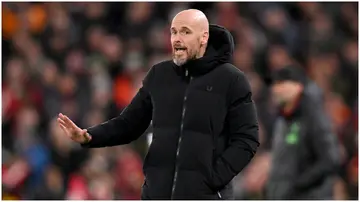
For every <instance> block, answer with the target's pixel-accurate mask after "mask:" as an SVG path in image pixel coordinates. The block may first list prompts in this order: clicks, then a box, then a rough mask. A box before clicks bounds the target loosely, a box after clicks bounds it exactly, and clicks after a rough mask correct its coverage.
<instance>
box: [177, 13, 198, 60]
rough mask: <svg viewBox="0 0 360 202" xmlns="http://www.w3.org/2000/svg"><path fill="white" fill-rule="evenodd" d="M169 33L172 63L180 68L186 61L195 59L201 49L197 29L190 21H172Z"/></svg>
mask: <svg viewBox="0 0 360 202" xmlns="http://www.w3.org/2000/svg"><path fill="white" fill-rule="evenodd" d="M170 31H171V45H172V55H173V61H174V63H175V64H176V65H179V66H180V65H183V64H185V63H186V62H187V61H188V60H193V59H196V58H197V57H198V55H199V52H200V47H201V43H200V39H201V32H200V31H199V28H196V26H194V25H193V23H192V22H190V20H188V19H185V18H182V17H178V18H175V19H174V20H173V22H172V25H171V30H170Z"/></svg>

| Goal of the exercise |
Output all of the data above verbatim, leaving out the images.

| Solution for this problem |
For every <instance> block, answer with the target's pixel-accurate mask after "mask:" as an SVG path in image pixel coordinates. The block may first list prompts in this order: clicks, then a box, then a rough mask. A box before clicks bounds the target loosely, a box after clicks bounds it exactly, and clicks after a rough mask correct its coverage.
<instance>
box: [177, 13, 198, 60]
rough mask: <svg viewBox="0 0 360 202" xmlns="http://www.w3.org/2000/svg"><path fill="white" fill-rule="evenodd" d="M169 33L172 63L180 68L186 61L195 59L201 49L197 29L190 21H172Z"/></svg>
mask: <svg viewBox="0 0 360 202" xmlns="http://www.w3.org/2000/svg"><path fill="white" fill-rule="evenodd" d="M170 31H171V45H172V55H173V61H174V63H175V64H176V65H179V66H180V65H183V64H185V63H186V62H187V61H188V60H193V59H196V58H197V57H198V55H199V52H200V47H201V43H200V39H201V32H200V31H199V28H196V26H194V25H193V23H192V22H190V20H188V19H185V18H182V17H178V18H175V19H174V20H173V22H172V25H171V30H170Z"/></svg>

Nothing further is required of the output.